# [ВЫБРАННЫЙ ТЕКСТ]
○ ○ ○ ○ ○ ○ ○
Прежде всего требует пояснения сама тема Рембрандта — Надежда Яковлевна связала ее появление с одной картиной из экспозиции Воронежского музея изобразительных искусств: «Рембрандтовская маленькая Голгофа, как и греческая керамика черно-красного периода — остаток богатств Дерптского университета — находились тогда в воронежском музее, куда мы постоянно ходили»[39]; и в комментарии к этим стихам: «Картина Рембрандта находилась в Воронеже, сейчас она, кажется, в Эрмитаже. ОМ часто ходил ее смотреть»[40]. Речь идет о картине, которую и сегодня можно увидеть в воронежском музее, на ней изображено шествие на Голгофу, несение креста, а на золоченой раме написано крупно: «REMBRANDT». Мандельштамы не могли тогда знать, что автор ее — не Рембрандт, а его ученик Якоб Виллемс де Вет Старший (ок. 1610 — ок. 1671), но это обстоятельство не существенно для понимания стихов. Можно себе представить, что переживал перед этой картиной поэт, еще недавно писавший: «Вхожу в вертепы чудные музеев, / Где пучатся кащеевы Рембрандты, / Достигнув блеска кордованской кожи, / Дивлюсь рогатым митрам Тициана / И Тинторетто пестрому дивлюсь…» — и вот теперь изолированный в воронежской глуши, отлученный от музеев, от мировой культуры и так тосковавший по ней. Известно, что по приезде из ссылки Мандельштамы первым делом побежали в музей смотреть европейскую живопись, известно, что посылаемые ему в ссылку альбомы только раздражали его качеством репродукций[41], а тут перед ним был подлинный, как тогда полагали, Рембрандт!
Но в стихах Мандельштам говорит не с автором именно этой картины, а с Рембрандтом, каким он его помнил прежде всего по Эрмитажу и по московскому Музею изобразительных искусств, с Рембрандтом вообще, с «мучеником светотени» — на картине де Вета светотени нет, она совсем темная, впрочем, наверное, в 1935 — 1937 годах она была менее темной, чем сегодня.
○ ○ ○ ○ ○ ○ ○
# [ЗАДАНИЕ 1]
Перепечатайте фрагмент текста о Мандельштаме и Рембрандте: начните со слов «Но в стихах» и закончите на словах «темной, чем сегодня.».
Текст о Мандельштаме и Рембрандте никак не связан со строками.

Строки с разметкой границ:
○ ○ ○ ○ ○ ○ ○
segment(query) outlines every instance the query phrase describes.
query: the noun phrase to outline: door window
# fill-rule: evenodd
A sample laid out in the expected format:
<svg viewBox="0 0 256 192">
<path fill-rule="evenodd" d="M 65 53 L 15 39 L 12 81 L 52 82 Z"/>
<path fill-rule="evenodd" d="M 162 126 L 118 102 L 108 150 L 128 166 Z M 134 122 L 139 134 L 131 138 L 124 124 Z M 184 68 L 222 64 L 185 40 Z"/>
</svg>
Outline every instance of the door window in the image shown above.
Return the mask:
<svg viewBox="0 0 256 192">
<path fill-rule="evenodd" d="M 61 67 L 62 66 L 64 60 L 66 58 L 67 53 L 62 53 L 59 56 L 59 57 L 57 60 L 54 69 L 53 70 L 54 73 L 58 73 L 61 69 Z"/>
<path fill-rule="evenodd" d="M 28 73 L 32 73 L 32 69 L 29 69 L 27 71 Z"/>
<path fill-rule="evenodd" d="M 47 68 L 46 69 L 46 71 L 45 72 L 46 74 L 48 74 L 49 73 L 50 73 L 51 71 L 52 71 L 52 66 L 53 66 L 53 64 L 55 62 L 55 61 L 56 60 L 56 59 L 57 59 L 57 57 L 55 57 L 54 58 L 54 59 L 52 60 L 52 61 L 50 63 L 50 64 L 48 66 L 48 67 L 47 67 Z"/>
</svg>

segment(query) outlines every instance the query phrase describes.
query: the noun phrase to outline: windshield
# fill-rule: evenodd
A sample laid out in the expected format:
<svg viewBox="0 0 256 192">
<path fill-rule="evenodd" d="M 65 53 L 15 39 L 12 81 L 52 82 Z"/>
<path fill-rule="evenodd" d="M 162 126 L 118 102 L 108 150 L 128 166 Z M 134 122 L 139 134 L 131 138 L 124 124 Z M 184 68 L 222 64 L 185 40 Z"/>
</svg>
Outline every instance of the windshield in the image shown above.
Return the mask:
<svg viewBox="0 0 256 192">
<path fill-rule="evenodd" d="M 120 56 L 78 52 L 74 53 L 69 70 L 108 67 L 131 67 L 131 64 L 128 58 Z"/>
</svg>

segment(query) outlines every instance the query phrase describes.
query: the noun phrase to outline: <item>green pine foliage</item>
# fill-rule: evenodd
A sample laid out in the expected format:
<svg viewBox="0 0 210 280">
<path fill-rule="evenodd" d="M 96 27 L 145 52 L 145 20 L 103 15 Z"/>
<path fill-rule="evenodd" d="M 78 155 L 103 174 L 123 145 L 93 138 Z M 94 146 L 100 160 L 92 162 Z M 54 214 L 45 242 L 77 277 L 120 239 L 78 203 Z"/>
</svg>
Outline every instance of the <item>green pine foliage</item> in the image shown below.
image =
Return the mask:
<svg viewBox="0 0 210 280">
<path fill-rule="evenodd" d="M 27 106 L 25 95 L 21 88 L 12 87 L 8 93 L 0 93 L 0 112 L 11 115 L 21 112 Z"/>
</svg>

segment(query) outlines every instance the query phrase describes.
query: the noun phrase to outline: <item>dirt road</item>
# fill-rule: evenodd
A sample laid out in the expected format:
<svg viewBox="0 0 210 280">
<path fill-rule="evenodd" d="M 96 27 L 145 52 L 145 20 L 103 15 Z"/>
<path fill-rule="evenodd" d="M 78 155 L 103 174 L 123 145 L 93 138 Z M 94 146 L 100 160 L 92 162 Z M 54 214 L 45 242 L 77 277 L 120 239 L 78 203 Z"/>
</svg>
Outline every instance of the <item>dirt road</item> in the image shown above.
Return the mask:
○ ○ ○ ○ ○ ○ ○
# [ЗАДАНИЕ 2]
Соберите все строки, где встречается строка символов «item», и перепишите каждую из них.

# [РАЗБОР РЕШЕНИЯ 1]
Но в стихах Мандельштам говорит не с автором именно этой картины, а с Рембрандтом, каким он его помнил прежде всего по Эрмитажу и по московскому Музею изобразительных искусств, с Рембрандтом вообще, с «мучеником светотени» — на картине де Вета светотени нет, она совсем темная, впрочем, наверное, в 1935 — 1937 годах она была менее темной, чем сегодня.

# [РАЗБОР РЕШЕНИЯ 2]
query: the noun phrase to outline: <item>green pine foliage</item>
Outline every instance of the <item>green pine foliage</item> in the image shown below.
query: the noun phrase to outline: <item>dirt road</item>
Outline every instance of the <item>dirt road</item> in the image shown above.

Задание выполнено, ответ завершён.